INPUT FOR THIS TASK
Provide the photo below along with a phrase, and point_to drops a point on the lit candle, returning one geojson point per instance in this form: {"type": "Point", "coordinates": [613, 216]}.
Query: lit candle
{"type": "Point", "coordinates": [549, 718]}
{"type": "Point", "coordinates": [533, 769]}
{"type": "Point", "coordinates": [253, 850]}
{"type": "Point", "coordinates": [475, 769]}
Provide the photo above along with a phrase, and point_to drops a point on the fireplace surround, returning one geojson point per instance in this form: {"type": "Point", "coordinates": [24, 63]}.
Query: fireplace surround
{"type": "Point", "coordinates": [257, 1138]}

AIM
Rewrite the items as a numbered list, beginning at the line that contains "Provide the photo above" and stopping after the last line of the items, with blank lines left out.

RESPONSE TO THIS EXERCISE
1. Provide the photo above along with a phrase, and point_to drops a point on the fireplace surround, returning one geojson point per instance in this form: {"type": "Point", "coordinates": [24, 63]}.
2. Query: fireplace surround
3. {"type": "Point", "coordinates": [257, 1138]}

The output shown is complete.